Records excerpted from a collection:

● ● ●

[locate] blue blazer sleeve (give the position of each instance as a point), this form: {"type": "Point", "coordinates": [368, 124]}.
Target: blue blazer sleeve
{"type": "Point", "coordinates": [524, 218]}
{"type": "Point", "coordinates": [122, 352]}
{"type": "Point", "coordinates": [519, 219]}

● ● ●

DESCRIPTION OF THE TASK:
Reproduce the complete data exactly as presented above.

YOUR SOLUTION:
[locate] blue blazer sleeve (give the position of each instance as a point), this form: {"type": "Point", "coordinates": [368, 124]}.
Target: blue blazer sleeve
{"type": "Point", "coordinates": [524, 218]}
{"type": "Point", "coordinates": [122, 352]}
{"type": "Point", "coordinates": [519, 219]}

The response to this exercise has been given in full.